§ **EXERCISE**
In the entries that follow, identify the line containing "Where can the dirt" and return it together with all later lines, exactly as they appear.

Image point grounding data
※

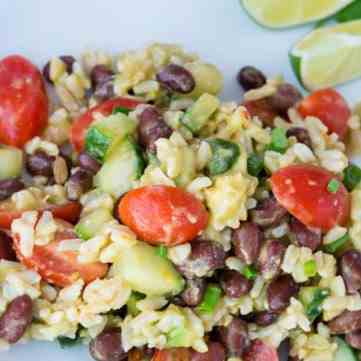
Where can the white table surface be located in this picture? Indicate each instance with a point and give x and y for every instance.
(218, 30)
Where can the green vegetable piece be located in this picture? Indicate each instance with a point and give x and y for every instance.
(279, 141)
(334, 246)
(310, 268)
(199, 113)
(249, 272)
(255, 164)
(132, 303)
(333, 186)
(224, 156)
(210, 300)
(352, 177)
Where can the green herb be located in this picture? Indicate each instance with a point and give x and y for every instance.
(210, 300)
(336, 245)
(352, 177)
(121, 110)
(310, 268)
(255, 164)
(249, 272)
(333, 186)
(162, 251)
(279, 141)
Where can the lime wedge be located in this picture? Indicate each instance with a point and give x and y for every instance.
(285, 13)
(328, 56)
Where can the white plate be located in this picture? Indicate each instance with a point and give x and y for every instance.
(218, 30)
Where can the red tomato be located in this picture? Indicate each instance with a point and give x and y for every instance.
(302, 190)
(60, 268)
(23, 101)
(259, 351)
(330, 107)
(69, 212)
(163, 215)
(81, 125)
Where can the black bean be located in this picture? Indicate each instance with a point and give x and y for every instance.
(250, 78)
(40, 164)
(268, 213)
(304, 236)
(247, 241)
(270, 259)
(152, 127)
(16, 318)
(89, 163)
(301, 134)
(234, 284)
(107, 346)
(350, 266)
(348, 321)
(69, 62)
(280, 291)
(206, 257)
(176, 78)
(193, 292)
(79, 183)
(10, 186)
(235, 337)
(265, 318)
(285, 98)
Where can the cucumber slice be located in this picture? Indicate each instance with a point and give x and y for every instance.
(344, 351)
(199, 113)
(147, 272)
(11, 162)
(124, 165)
(106, 133)
(91, 224)
(224, 155)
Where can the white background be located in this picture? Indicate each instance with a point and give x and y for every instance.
(218, 30)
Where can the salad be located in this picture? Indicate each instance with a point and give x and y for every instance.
(148, 219)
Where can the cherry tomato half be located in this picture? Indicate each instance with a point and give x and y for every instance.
(23, 101)
(69, 212)
(303, 191)
(81, 125)
(57, 267)
(163, 215)
(330, 107)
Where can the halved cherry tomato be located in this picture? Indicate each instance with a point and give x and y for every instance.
(260, 351)
(330, 107)
(163, 215)
(68, 212)
(303, 191)
(81, 125)
(23, 101)
(60, 268)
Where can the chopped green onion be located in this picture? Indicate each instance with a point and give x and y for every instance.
(310, 268)
(336, 245)
(279, 141)
(333, 185)
(162, 251)
(210, 300)
(255, 164)
(121, 110)
(352, 177)
(249, 272)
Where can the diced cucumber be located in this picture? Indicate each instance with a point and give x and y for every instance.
(91, 224)
(124, 165)
(224, 156)
(199, 113)
(11, 162)
(147, 272)
(105, 134)
(344, 351)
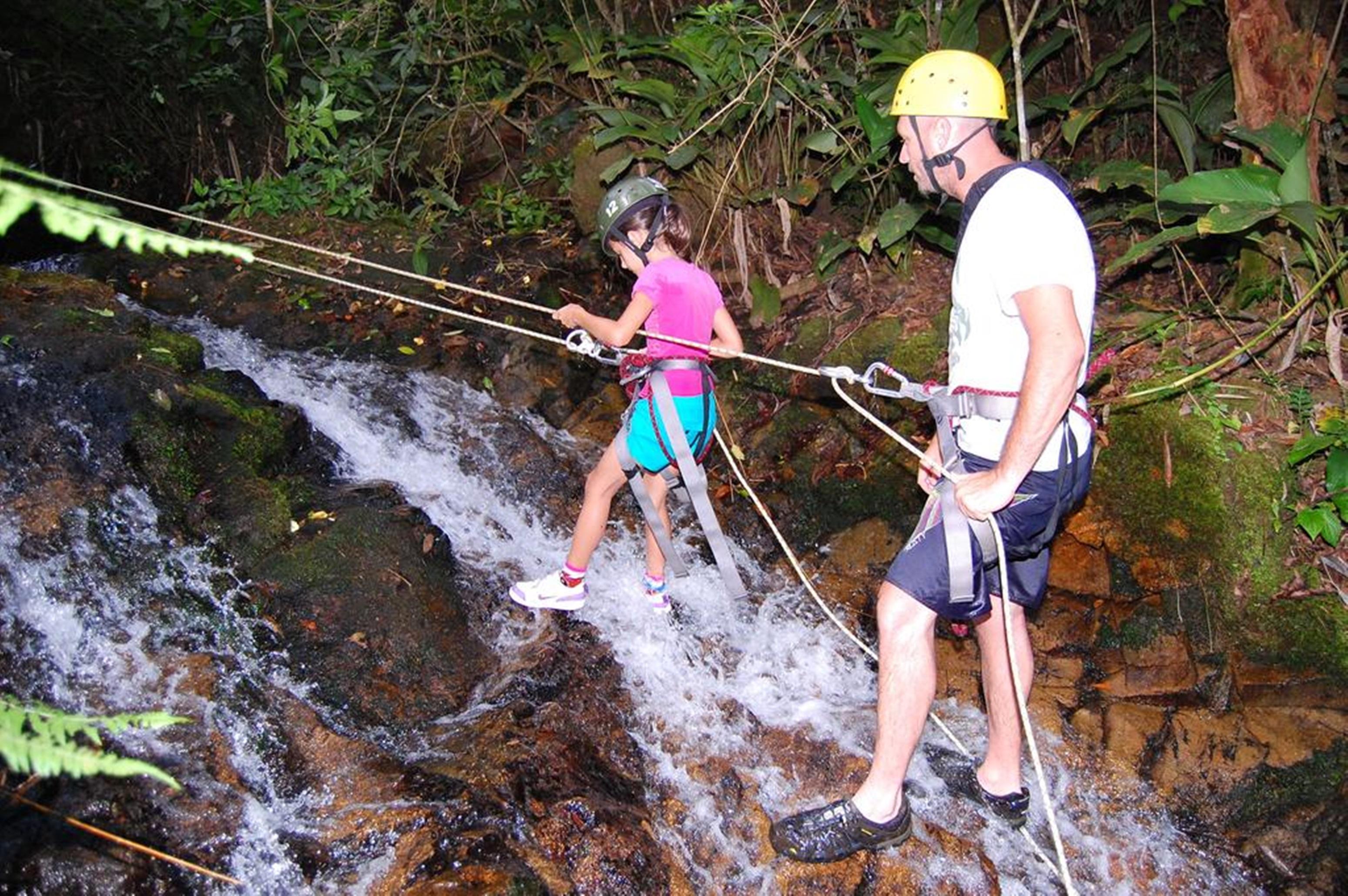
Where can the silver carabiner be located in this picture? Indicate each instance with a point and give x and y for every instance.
(583, 343)
(905, 390)
(844, 374)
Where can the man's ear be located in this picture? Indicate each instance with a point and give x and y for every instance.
(941, 131)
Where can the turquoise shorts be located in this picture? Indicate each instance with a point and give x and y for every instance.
(695, 413)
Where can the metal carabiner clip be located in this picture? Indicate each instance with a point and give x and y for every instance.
(583, 343)
(905, 390)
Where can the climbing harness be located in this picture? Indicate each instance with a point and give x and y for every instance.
(970, 401)
(584, 344)
(949, 406)
(685, 472)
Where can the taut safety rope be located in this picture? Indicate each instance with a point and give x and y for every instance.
(594, 349)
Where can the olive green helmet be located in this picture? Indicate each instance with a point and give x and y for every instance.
(626, 198)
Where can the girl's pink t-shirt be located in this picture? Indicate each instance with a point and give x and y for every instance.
(687, 300)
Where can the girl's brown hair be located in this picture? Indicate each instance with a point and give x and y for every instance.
(676, 230)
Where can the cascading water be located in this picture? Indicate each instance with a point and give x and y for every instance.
(719, 685)
(705, 684)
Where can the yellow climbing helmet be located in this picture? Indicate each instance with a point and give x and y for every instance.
(952, 83)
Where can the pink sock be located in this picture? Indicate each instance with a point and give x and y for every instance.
(572, 576)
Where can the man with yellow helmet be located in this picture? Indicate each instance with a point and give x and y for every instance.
(1019, 446)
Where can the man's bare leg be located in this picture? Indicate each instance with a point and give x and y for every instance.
(1001, 770)
(905, 692)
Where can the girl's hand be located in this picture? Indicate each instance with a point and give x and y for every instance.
(569, 316)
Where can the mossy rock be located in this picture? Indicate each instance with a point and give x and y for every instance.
(1273, 793)
(166, 458)
(1214, 523)
(258, 431)
(802, 436)
(178, 351)
(914, 355)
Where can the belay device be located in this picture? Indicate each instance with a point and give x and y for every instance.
(685, 469)
(948, 406)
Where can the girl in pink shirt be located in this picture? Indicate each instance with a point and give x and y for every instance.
(650, 236)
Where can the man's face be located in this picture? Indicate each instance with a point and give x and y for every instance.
(912, 155)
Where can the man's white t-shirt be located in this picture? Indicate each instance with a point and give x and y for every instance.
(1022, 234)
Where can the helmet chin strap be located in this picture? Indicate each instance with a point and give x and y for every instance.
(943, 160)
(657, 225)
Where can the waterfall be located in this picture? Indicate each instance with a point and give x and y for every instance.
(719, 682)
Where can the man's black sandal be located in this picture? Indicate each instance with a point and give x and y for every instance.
(962, 778)
(835, 832)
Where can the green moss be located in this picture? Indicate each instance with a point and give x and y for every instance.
(178, 351)
(258, 514)
(1136, 632)
(1273, 793)
(166, 460)
(262, 435)
(885, 340)
(1215, 522)
(1307, 634)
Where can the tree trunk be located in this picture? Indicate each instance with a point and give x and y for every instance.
(1276, 69)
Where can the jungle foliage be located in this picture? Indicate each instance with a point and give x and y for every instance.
(440, 108)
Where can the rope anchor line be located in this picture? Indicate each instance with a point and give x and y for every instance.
(610, 355)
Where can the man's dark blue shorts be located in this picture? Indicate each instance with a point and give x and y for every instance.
(921, 568)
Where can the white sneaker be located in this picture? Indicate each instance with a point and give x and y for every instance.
(658, 596)
(549, 593)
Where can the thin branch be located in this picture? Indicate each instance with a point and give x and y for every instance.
(123, 841)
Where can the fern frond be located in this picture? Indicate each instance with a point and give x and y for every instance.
(79, 219)
(40, 740)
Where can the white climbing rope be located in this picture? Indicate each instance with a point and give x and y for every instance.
(832, 375)
(1064, 875)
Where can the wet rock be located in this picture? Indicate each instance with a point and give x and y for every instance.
(1075, 566)
(1207, 752)
(1158, 669)
(1133, 732)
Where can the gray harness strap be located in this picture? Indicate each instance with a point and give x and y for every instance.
(947, 408)
(692, 473)
(644, 499)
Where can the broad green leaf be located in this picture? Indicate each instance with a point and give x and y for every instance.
(1309, 445)
(1126, 173)
(960, 26)
(1245, 184)
(683, 157)
(802, 193)
(1336, 471)
(768, 300)
(1214, 104)
(1321, 522)
(1294, 184)
(611, 173)
(936, 236)
(660, 92)
(879, 128)
(1234, 217)
(1307, 216)
(1277, 142)
(604, 137)
(1176, 119)
(1134, 42)
(897, 223)
(1153, 243)
(831, 248)
(13, 205)
(825, 142)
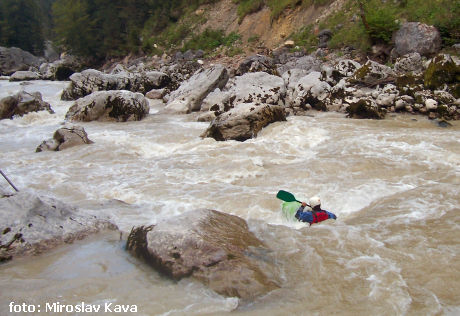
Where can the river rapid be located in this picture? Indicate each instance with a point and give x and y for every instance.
(394, 185)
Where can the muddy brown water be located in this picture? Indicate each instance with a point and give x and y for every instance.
(394, 185)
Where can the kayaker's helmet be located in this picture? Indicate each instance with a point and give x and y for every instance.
(315, 201)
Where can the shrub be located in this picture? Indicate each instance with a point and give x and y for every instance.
(381, 20)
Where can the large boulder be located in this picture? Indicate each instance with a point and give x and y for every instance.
(409, 64)
(416, 37)
(118, 106)
(307, 63)
(312, 92)
(365, 108)
(24, 75)
(32, 224)
(442, 69)
(372, 74)
(60, 69)
(22, 103)
(254, 87)
(191, 93)
(90, 80)
(65, 137)
(213, 247)
(244, 121)
(15, 59)
(257, 63)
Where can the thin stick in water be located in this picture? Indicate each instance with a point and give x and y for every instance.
(11, 183)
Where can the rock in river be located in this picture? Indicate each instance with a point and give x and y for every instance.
(32, 224)
(213, 247)
(117, 105)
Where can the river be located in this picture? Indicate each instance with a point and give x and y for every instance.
(394, 185)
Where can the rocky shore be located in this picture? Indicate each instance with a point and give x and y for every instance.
(32, 224)
(240, 96)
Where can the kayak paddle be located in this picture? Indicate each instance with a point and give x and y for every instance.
(286, 196)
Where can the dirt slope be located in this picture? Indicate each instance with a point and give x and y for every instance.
(270, 34)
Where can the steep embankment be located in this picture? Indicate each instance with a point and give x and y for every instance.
(259, 29)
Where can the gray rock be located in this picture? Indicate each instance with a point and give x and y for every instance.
(371, 74)
(257, 63)
(365, 108)
(307, 63)
(410, 63)
(60, 69)
(65, 137)
(118, 106)
(24, 75)
(33, 224)
(22, 103)
(310, 90)
(190, 95)
(257, 87)
(416, 37)
(156, 94)
(213, 247)
(244, 121)
(323, 38)
(90, 80)
(15, 59)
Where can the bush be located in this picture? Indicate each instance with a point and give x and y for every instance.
(381, 20)
(211, 39)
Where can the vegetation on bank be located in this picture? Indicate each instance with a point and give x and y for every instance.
(101, 29)
(382, 18)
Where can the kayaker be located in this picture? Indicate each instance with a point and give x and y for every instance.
(316, 215)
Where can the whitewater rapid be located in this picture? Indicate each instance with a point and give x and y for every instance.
(394, 185)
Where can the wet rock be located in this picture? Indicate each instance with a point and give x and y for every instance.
(409, 64)
(257, 87)
(60, 69)
(15, 59)
(33, 224)
(156, 94)
(372, 74)
(118, 106)
(365, 108)
(311, 91)
(23, 103)
(415, 37)
(308, 63)
(24, 75)
(212, 247)
(191, 93)
(65, 137)
(90, 80)
(257, 63)
(244, 121)
(441, 70)
(431, 105)
(324, 37)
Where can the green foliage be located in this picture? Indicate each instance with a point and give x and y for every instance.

※

§ **TASK RESULT**
Where can the dirt slope be located in this picture? Indicate each instance with a point and give x and y for every instance.
(270, 34)
Where can the steep embankment be located in this picture? Indicate each instance with a point and give x and y for every instance.
(259, 29)
Where can the gray rock be located in this picture? Indicate each instance with a point and give x and y for every instance.
(371, 74)
(257, 63)
(365, 108)
(307, 63)
(410, 63)
(60, 69)
(65, 137)
(118, 106)
(24, 75)
(33, 224)
(22, 103)
(310, 90)
(190, 95)
(257, 87)
(416, 37)
(156, 94)
(213, 247)
(244, 121)
(323, 38)
(90, 80)
(15, 59)
Where can the bush be located in this picture? Indicate each instance with a point and give x and y for every instance.
(381, 20)
(211, 39)
Where can the vegetation on bank be located in this picture? Indicate each instance with a point and give x and y for every instance.
(101, 29)
(382, 18)
Where can the kayaker be located in this picture? Indicate each instance with a point and give x and y for every instance.
(316, 215)
Where can the whitewater rapid be located in this picture? Indicate each instance with a point and give x and y for every instance.
(394, 185)
Where can the wet rock be located in this picture? Indicate each instance with a point and give x and y for every instance.
(409, 64)
(257, 87)
(60, 69)
(15, 59)
(33, 224)
(156, 94)
(372, 74)
(118, 106)
(365, 108)
(311, 91)
(23, 103)
(415, 37)
(308, 63)
(24, 75)
(212, 247)
(191, 93)
(65, 137)
(90, 80)
(257, 63)
(244, 121)
(441, 70)
(431, 105)
(324, 37)
Where can the green foliage be located in this picture? Indicate each instance with a point and give x and y for every instance.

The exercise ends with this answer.